What the exercise asks
Extract every line of the records below, reproducing each one word for word without any change.

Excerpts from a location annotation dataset
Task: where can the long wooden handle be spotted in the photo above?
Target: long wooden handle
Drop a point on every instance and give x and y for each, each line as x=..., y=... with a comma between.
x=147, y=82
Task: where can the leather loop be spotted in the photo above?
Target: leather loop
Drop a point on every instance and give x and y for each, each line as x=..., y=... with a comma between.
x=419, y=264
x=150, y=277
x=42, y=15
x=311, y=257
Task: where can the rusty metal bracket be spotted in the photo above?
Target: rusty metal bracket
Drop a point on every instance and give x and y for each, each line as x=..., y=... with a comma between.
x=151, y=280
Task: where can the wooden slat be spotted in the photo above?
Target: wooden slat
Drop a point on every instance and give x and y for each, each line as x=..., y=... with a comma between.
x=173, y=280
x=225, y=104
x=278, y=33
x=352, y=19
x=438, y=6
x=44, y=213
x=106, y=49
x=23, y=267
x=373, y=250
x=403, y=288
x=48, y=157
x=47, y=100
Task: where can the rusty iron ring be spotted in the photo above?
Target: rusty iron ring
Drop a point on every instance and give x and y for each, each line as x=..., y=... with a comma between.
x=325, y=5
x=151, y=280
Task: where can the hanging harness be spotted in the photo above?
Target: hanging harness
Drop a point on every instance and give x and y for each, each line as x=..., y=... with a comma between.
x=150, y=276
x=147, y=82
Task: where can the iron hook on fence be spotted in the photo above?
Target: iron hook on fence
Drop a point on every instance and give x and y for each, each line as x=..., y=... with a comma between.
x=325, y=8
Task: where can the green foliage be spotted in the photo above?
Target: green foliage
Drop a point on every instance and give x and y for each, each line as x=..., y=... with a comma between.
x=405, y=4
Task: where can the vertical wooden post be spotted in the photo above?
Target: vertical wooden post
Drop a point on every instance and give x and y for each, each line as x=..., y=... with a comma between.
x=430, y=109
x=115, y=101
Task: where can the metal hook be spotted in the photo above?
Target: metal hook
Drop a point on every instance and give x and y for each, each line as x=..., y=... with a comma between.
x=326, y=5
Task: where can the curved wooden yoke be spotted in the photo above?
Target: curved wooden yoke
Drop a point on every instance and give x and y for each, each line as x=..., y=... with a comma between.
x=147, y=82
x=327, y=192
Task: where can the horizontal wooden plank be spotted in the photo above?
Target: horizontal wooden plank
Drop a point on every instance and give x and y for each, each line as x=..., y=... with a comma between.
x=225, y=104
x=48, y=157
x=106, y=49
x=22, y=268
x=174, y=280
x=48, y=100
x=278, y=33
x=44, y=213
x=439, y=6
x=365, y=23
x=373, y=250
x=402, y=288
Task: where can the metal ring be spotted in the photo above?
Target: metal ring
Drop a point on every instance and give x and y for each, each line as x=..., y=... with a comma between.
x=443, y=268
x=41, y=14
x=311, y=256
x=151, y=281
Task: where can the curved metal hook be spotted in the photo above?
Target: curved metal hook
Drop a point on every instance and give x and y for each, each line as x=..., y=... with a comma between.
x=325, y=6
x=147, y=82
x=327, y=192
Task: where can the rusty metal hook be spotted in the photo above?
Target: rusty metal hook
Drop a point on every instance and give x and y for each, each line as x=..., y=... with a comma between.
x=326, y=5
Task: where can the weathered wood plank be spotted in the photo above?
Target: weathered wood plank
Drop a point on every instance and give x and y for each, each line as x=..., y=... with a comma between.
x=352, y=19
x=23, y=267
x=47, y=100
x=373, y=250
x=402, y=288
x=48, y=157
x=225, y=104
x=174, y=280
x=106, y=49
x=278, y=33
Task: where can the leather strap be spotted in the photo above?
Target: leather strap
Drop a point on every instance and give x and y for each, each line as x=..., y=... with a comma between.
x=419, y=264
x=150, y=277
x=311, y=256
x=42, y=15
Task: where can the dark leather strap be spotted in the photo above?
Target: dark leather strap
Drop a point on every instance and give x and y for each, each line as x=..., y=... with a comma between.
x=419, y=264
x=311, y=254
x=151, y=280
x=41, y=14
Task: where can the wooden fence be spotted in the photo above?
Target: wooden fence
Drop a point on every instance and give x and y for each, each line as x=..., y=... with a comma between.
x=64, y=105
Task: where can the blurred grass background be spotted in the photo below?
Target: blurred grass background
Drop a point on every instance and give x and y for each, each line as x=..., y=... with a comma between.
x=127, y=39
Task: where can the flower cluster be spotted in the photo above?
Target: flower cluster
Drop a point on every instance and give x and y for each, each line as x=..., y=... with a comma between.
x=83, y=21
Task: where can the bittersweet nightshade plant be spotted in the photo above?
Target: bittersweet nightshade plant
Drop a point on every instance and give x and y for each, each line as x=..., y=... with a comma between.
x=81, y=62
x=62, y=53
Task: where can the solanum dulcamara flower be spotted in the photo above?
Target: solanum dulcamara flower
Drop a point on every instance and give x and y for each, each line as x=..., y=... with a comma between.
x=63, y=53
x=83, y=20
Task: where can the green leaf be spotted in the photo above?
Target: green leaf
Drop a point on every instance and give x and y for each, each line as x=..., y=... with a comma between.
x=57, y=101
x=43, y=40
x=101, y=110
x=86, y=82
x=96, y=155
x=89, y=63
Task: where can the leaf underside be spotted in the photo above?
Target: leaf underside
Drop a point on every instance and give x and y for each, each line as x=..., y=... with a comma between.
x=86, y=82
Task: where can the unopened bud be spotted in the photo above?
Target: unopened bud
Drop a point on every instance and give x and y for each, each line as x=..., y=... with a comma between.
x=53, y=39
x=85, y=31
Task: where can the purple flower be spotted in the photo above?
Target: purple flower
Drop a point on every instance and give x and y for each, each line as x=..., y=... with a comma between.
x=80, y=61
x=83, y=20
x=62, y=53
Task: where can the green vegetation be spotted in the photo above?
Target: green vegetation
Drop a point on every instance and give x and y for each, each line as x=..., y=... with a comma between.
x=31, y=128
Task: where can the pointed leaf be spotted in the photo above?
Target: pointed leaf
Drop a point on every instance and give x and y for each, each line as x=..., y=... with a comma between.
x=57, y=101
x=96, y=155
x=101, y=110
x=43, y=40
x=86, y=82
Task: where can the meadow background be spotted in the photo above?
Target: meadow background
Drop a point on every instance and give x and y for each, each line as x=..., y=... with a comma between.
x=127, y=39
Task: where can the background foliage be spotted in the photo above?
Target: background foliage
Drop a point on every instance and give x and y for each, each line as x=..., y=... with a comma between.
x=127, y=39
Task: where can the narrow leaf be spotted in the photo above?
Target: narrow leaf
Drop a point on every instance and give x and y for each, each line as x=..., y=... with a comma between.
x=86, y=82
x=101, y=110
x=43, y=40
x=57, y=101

Final result
Task: where can the long wooden handle be spotted in the photo above?
Target: long wooden handle
Drop a point on every instance and give x and y for each, each line as x=..., y=... with a comma between.
x=147, y=82
Task: where can the leather loop be spotted in the photo above?
Target: leather loop
Drop a point on every instance and give x and y for each, each line as x=..., y=... with a comma between.
x=419, y=264
x=150, y=277
x=42, y=15
x=311, y=257
Task: where can the rusty metal bracket be spotted in the photo above?
Target: rusty metal bracket
Drop a point on every instance and give x and y for each, each line as x=..., y=... with a comma between.
x=151, y=280
Task: where can the wooden slat be spotted in the photo above?
Target: wooden slat
Drop a point on every instance and give x and y for each, each line as x=..., y=... with a comma between.
x=173, y=280
x=225, y=104
x=278, y=33
x=352, y=19
x=438, y=6
x=44, y=213
x=106, y=49
x=23, y=267
x=373, y=250
x=403, y=288
x=48, y=157
x=47, y=100
Task: where can the rusty iron ring be spotted in the photo above?
Target: rusty iron ring
Drop a point on every instance and give x and y for each, each line as x=..., y=... with a comma between.
x=325, y=5
x=151, y=280
Task: where can the hanging harness be spotted in the photo above?
Target: hanging harness
Drop a point on every instance and give x and y for each, each line as x=..., y=... with a comma between.
x=150, y=276
x=147, y=82
Task: where can the iron hook on fence be spotted in the photo above?
Target: iron hook on fence
Drop a point on every instance and give x and y for each, each line as x=..., y=... with a comma between.
x=325, y=8
Task: where can the green foliage be spotted in the photo above?
Target: green foliage
Drop a point on every instance and give x and y for each, each line as x=..., y=... with a comma between.
x=405, y=4
Task: where can the vertical wooden post be spotted in the photo above?
Target: vertical wooden post
Drop a point on every instance and give x and y for each, each line as x=..., y=... with a comma between.
x=430, y=109
x=115, y=101
Task: where can the metal hook be spotted in the photo above?
Target: metal hook
Drop a point on every instance and give x and y for each, each line as x=..., y=... with a comma between.
x=326, y=5
Task: where can the curved wooden yoke be spotted in the photo above?
Target: curved wooden yoke
Drop a point on every instance and give x and y for each, each line as x=..., y=... with a comma between.
x=147, y=82
x=327, y=192
Task: where can the horizontal wooden plank be spotted in the photo above?
Target: horizontal wooden plank
Drop a point on every instance and give x and y for each, each line as x=..., y=... with a comma between.
x=225, y=104
x=48, y=157
x=106, y=49
x=22, y=268
x=174, y=280
x=48, y=100
x=278, y=33
x=44, y=213
x=439, y=6
x=365, y=23
x=373, y=250
x=402, y=288
Task: where can the metal ring be spotted in the photo above?
Target: metal ring
Drop a point on every instance and give x and y for each, each line as x=..., y=... with a comma between.
x=443, y=268
x=41, y=14
x=311, y=256
x=151, y=281
Task: where can the curved metal hook be spotted in the photo above?
Target: curved metal hook
Drop a point on every instance and give x and y for each, each line as x=..., y=... with a comma between.
x=325, y=6
x=147, y=82
x=327, y=192
Task: where can the rusty metal hook be spotted in the photo above?
Target: rusty metal hook
Drop a point on every instance and give x and y for each, each line as x=..., y=... with a comma between.
x=326, y=5
Task: where can the weathered wood plank be spotted in the photo above?
Target: weathered wood plank
Drop a point on every instance and give x and y for each, each line as x=..., y=... with a comma between.
x=352, y=19
x=23, y=267
x=47, y=100
x=373, y=250
x=402, y=288
x=48, y=157
x=225, y=104
x=174, y=280
x=106, y=49
x=278, y=33
Task: where can the leather strap be spotted in the photo above?
Target: leather strap
Drop a point on every instance and give x and y for each, each line as x=..., y=... with a comma between.
x=419, y=264
x=150, y=277
x=311, y=256
x=42, y=15
Task: where can the dark leather strap be spotted in the photo above?
Target: dark leather strap
Drop a point on every instance and give x and y for each, each line as x=..., y=... with a comma between.
x=419, y=264
x=311, y=254
x=151, y=280
x=41, y=14
Task: where can the wooden fence be spotted in the photo above?
Target: wooden fence
Drop a point on every instance and give x and y for each, each line as x=..., y=... with a comma between.
x=64, y=105
Task: where can the blurred grass background be spotted in the photo below?
Target: blurred grass background
Drop a point on every instance and give x and y for each, each line as x=..., y=... with a comma between.
x=127, y=39
Task: where can the flower cluster be spotted in the photo above?
Target: flower cluster
Drop a point on every instance and give x and y for each, each line as x=..., y=... with a comma between.
x=83, y=21
Task: where can the bittersweet nightshade plant be spotted in the photo above?
Target: bittersweet nightshade plant
Drop a point on every instance and give x and y for each, each line as x=..., y=... with a comma between.
x=81, y=62
x=62, y=53
Task: where can the solanum dulcamara flower be spotted in the photo above?
Target: solanum dulcamara flower
Drop a point on every instance and give x and y for each, each line as x=..., y=... with a comma between.
x=63, y=53
x=83, y=20
Task: where can the green leaf be spotted in the photo above?
Target: green leaf
Drop a point on every instance and give x and y for each, each line as x=..., y=... with a comma between.
x=57, y=101
x=43, y=40
x=101, y=110
x=86, y=82
x=96, y=155
x=89, y=63
Task: where can the leaf underside be spotted in the photo above?
Target: leaf underside
Drop a point on every instance and give x and y for each, each line as x=..., y=... with a comma between.
x=86, y=82
Task: where can the unopened bud be spotted in the photo above?
Target: unopened bud
Drop a point on every instance and give x and y for each, each line as x=..., y=... with a comma between.
x=53, y=39
x=85, y=31
Task: where can the purple flower be spotted in the photo above?
Target: purple flower
Drop a point on every instance and give x and y for each, each line as x=..., y=... with a comma between.
x=80, y=61
x=83, y=20
x=62, y=53
Task: where can the green vegetation be spotted in the photo above?
Target: green vegetation
Drop a point on every instance and give x and y for each, each line as x=..., y=... with a comma between.
x=31, y=128
Task: where can the pointed leaf be spotted in the photo above?
Target: pointed leaf
Drop a point on every instance and give x and y for each, each line as x=..., y=... with a comma between.
x=57, y=101
x=96, y=155
x=101, y=110
x=43, y=40
x=86, y=82
Task: where can the meadow background be spotted in the photo above?
Target: meadow background
Drop a point on every instance and give x and y for each, each line as x=..., y=... with a comma between.
x=127, y=39
Task: where can the background foliage be spotted in the photo above?
Target: background foliage
Drop a point on every instance and give x and y for each, each line as x=..., y=... with a comma between.
x=127, y=39
Task: where can the narrow leaf be spotted in the photo above?
Target: narrow leaf
Drop a point on every instance and give x and y for each, each line as x=..., y=... with a comma between.
x=86, y=82
x=101, y=110
x=43, y=40
x=57, y=101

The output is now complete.